Every line with the string "refrigerator" in it belongs in your answer, so copy them all from the data.
--- START ---
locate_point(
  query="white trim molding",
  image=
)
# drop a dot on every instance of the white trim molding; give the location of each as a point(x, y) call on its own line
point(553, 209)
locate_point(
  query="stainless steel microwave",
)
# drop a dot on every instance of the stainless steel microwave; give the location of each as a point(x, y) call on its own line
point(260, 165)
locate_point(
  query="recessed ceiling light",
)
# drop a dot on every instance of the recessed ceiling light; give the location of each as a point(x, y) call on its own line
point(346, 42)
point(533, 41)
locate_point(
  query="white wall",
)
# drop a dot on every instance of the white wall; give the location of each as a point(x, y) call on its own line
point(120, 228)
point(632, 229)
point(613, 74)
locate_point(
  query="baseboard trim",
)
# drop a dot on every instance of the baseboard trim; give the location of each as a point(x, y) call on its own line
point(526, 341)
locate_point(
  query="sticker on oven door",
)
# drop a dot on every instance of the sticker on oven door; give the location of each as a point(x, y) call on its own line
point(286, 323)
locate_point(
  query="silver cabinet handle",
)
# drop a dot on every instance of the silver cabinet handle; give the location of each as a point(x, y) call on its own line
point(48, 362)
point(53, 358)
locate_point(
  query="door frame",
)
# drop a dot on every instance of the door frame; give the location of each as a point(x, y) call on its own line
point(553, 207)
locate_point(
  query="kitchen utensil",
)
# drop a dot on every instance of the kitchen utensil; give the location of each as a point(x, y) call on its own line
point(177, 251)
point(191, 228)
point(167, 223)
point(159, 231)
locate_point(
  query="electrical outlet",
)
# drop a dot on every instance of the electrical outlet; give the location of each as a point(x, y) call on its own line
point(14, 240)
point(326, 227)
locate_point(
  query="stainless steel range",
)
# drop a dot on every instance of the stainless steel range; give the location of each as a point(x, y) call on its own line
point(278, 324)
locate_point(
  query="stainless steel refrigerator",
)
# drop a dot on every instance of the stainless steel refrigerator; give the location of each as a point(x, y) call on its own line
--- END ---
RESPONSE FOR THIS EXERCISE:
  query="stainless steel refrigerator",
# drop a dot on every instance of the stainless steel refrigerator; give the location of each as a point(x, y) call on its own line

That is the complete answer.